* **Instructions to follow**
Go through the entries below and retype them exactly, omitting each picture.

::::::::::

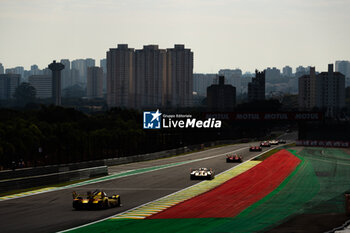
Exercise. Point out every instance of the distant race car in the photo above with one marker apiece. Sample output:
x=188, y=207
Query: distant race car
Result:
x=234, y=159
x=273, y=142
x=95, y=200
x=282, y=141
x=202, y=174
x=265, y=144
x=255, y=148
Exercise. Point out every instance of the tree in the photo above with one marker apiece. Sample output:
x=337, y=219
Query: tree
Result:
x=25, y=93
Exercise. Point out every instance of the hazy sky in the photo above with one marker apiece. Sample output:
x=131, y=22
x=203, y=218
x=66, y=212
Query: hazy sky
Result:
x=246, y=34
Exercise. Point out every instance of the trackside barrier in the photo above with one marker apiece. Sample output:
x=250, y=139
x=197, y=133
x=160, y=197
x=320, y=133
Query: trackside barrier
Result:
x=340, y=144
x=53, y=178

::::::::::

* **Written answer**
Exercise. Point out every instance of the distant race car in the photo above with one marker apiece. Sample output:
x=188, y=207
Query: distant race car
Result:
x=234, y=159
x=273, y=142
x=95, y=200
x=282, y=141
x=202, y=174
x=265, y=144
x=255, y=148
Exercise. Point out every instance of the tree in the photo above with one marker apiece. Sample output:
x=337, y=219
Query: tree
Result:
x=25, y=93
Exercise. Point out every instance of the hazy sky in the photo above with one marker apiece. Sample output:
x=131, y=22
x=203, y=218
x=66, y=212
Query: hazy sky
Result:
x=246, y=34
Exercise. Point out every instance of the trackside barrier in the photo above with one marker apiece. Sample output:
x=250, y=139
x=197, y=133
x=160, y=197
x=320, y=133
Query: trackside barrier
Result:
x=340, y=144
x=53, y=178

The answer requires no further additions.